## 原始文档
* * * *
分享

Hadoop2.x Yarn作业提交(服务端)

howtodown 2014-10-13 17:35:46 发表于 实操演练 [显示全部楼层] 回帖奖励 阅读模式 关闭右栏 0 28506
本帖最后由 howtodown 于 2014-10-13 18:33 编辑
问题导读:
1.服务于作业提交的server为ClientRMService,默认监听哪个端口?
2.如何获取作业id?








RM接收到客户端作业提交请求时会通过RPC server做回应,其实客户端就是通过ApplicationClientProtocol的RPC客户端提交作业的,在提交阶段的代码中,首先会调用getNewApplication来获得一个GetNewApplicationResponse,该返回类中包含了APP的ApplicationId,调度器资源信息。需要注意的是在RM的服务端有多个RPCserver,服务于作业提交的server为ClientRMService,默认监听18032端口,可以通过yarn.resourcemanager.address配置,下面是服务端的getNewApplication,包含在ClientRMService.java中

  1. @Override  
  2. public GetNewApplicationResponse getNewApplication(  
  3.     GetNewApplicationRequest request) throws YarnException {  
  4.   //构建GetNewApplicationResponse对象  
  5.   GetNewApplicationResponse response = recordFactory  
  6.       .newRecordInstance(GetNewApplicationResponse.class);  
  7.   //设置作业ID  
  8.   response.setApplicationId(getNewApplicationId());  
  9.   // 设置调度器资源信息,作业ID设置完后,接下来设置调度器资源,目前包括CPU 内存两部分信息,相关函数有:yarn.scheduler.minimum-allocation-mb yarn.scheduler.minimum-allocation-vcores yarn.scheduler.maximum-allocation-mb yarn.scheduler.maximum-allocation-vcores,这些信息在调度器启动时指定。  
  10.   
  11.   
  12.   response.setMaximumResourceCapability(scheduler  
  13.       .getMaximumResourceCapability());         
  14.    
  15.   return response;  
  16. }  
复制代码

作业ID的获得通过getNewApplicationId,是由集群启动时间戳和计数器计算得来
  1. ApplicationId getNewApplicationId() {  
  2.   ApplicationId applicationId = org.apache.hadoop.yarn.server.utils.BuilderUtils  
  3.       .newApplicationId(recordFactory, ResourceManager.getClusterTimeStamp(),  
  4.           applicationCounter.incrementAndGet());  
  5.   LOG.info("Allocated new applicationId: " + applicationId.getId());  
  6.   return applicationId;  
  7. }  
复制代码

作业ID的构建函数
  1. public static ApplicationId newInstance(long clusterTimestamp, int id) {  
  2.   ApplicationId appId = Records.newRecord(ApplicationId.class);  
  3.   appId.setClusterTimestamp(clusterTimestamp);  
  4.   appId.setId(id);  
  5.   appId.build();  
  6.   return appId;  
  7. }  
复制代码

在客户端接收到返回信息后,便知道了自己的作业ID、资源分配的最大值,下面进入提交阶段,依然在ClientRMService中
  1. @Override  
  2. public SubmitApplicationResponse submitApplication(  
  3.     SubmitApplicationRequest request) throws YarnException {  
  4.   //获得提交上下文  
  5.   ApplicationSubmissionContext submissionContext = request  
  6.       .getApplicationSubmissionContext();  
  7.   //获得作业ID  
  8.   ApplicationId applicationId = submissionContext.getApplicationId();  
  9.
* * * *
## 给定数据
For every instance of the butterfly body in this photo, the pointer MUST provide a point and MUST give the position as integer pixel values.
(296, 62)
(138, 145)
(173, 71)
* * * *
## 任务要求
• A. 根据这篇关于Yarn作业提交的帖子，作业ID是由什么计算得来的？
• B. 请逐字重复这篇关于Yarn作业提交的帖子中以含有“Hadoop2.x Yarn作业提交(服务端)”的词语开头、以“2.如何获取作业id?”结尾的那一段。
• C. 请从这篇关于Yarn作业提交的帖子停下的地方接着写下去。
列表与这篇关于Yarn作业提交的帖子没有关系。

## 参考答案
• A. 作业ID由集群启动时间戳和计数器计算得来。

• B.
Hadoop2.x Yarn作业提交(服务端)

howtodown 2014-10-13 17:35:46 发表于 实操演练 [显示全部楼层] 回帖奖励 阅读模式 关闭右栏 0 28506
本帖最后由 howtodown 于 2014-10-13 18:33 编辑
问题导读:
1.服务于作业提交的server为ClientRMService,默认监听哪个端口?
2.如何获取作业id?

• C.
  10.   
  11.   // ApplicationSubmissionContext needs to be validated for safety - only  
  12.   // those fields that are independent of the RM's configuration will be  
  13.   // checked here, those that are dependent on RM configuration are validated  
  14.   // in RMAppManager.  
  15.     //进入一系列的安全校验  
  16.   String user = null;  
  17.   try {  
  18.     // 提交账户是否安全  
  19.     user = UserGroupInformation.getCurrentUser().getShortUserName();  
  20.   } catch (IOException ie) {  
  21.     LOG.warn("Unable to get the current user.", ie);  
  22.     RMAuditLogger.logFailure(user, AuditConstants.SUBMIT_APP_REQUEST,  
  23.         ie.getMessage(), "ClientRMService",  
  24.         "Exception in submitting application", applicationId);  
  25.     throw RPCUtil.getRemoteException(ie);  
  26.   }  
  27.   
  28.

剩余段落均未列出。